— Problem requirements —
Two lines mark the range in the entries below: the one holding "negative clicks: (213, 201)" and the one holding "box: [239, 30, 330, 105]". Set down those two and all lines between them, exactly.

— Material shown —
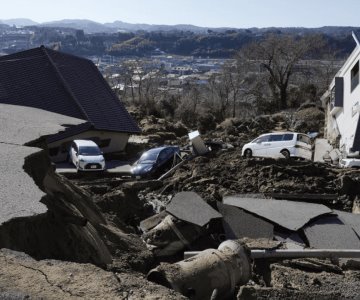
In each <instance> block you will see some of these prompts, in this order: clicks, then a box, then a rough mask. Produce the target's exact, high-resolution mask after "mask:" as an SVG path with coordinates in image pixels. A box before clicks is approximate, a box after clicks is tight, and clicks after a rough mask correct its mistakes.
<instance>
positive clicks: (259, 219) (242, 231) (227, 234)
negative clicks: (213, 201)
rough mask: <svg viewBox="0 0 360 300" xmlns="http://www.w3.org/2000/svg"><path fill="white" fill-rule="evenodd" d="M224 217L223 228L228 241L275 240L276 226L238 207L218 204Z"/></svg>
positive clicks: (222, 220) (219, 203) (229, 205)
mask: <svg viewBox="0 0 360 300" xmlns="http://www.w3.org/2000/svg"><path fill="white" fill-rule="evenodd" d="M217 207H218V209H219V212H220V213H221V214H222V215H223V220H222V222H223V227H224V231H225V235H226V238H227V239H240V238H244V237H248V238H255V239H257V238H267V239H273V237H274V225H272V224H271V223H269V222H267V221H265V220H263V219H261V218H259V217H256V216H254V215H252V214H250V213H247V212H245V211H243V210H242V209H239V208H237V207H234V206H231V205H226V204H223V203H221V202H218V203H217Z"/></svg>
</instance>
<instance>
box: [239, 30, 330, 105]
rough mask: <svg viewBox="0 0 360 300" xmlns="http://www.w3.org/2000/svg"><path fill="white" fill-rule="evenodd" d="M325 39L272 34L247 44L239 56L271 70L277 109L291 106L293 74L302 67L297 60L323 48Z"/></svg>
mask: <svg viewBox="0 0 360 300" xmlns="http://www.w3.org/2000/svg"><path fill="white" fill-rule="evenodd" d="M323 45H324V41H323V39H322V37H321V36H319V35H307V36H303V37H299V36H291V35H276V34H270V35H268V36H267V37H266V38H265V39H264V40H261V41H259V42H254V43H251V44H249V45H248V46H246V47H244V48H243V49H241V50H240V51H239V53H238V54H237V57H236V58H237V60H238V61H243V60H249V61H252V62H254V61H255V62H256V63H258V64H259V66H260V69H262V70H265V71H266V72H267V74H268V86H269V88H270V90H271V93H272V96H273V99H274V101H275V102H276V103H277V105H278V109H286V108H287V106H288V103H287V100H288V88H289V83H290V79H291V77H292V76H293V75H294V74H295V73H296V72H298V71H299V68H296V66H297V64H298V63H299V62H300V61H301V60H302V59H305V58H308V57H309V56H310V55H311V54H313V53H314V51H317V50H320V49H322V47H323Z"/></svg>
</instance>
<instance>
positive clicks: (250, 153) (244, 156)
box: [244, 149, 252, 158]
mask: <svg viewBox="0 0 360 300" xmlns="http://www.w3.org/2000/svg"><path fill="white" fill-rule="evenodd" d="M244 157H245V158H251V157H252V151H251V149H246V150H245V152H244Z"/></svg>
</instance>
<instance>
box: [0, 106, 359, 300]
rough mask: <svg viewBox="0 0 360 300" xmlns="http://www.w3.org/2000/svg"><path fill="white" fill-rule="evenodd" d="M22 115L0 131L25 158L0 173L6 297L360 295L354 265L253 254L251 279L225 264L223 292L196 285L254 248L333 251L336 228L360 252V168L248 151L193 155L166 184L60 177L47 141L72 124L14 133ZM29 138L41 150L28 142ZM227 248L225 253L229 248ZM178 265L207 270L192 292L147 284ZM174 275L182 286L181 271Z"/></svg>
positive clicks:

— Solution to this task —
negative clicks: (213, 201)
rough mask: <svg viewBox="0 0 360 300" xmlns="http://www.w3.org/2000/svg"><path fill="white" fill-rule="evenodd" d="M224 217L223 228L228 241L275 240L276 226L238 207L218 204Z"/></svg>
positive clicks: (222, 220) (219, 203) (229, 205)
mask: <svg viewBox="0 0 360 300" xmlns="http://www.w3.org/2000/svg"><path fill="white" fill-rule="evenodd" d="M217 207H218V209H219V212H220V213H221V214H222V215H223V220H222V222H223V227H224V231H225V235H226V238H227V239H240V238H244V237H248V238H255V239H257V238H267V239H273V237H274V225H272V224H271V223H269V222H267V221H265V220H263V219H261V218H259V217H256V216H254V215H252V214H250V213H247V212H245V211H243V210H242V209H239V208H237V207H234V206H231V205H226V204H223V203H221V202H218V203H217Z"/></svg>
</instance>
<instance>
box: [239, 30, 330, 105]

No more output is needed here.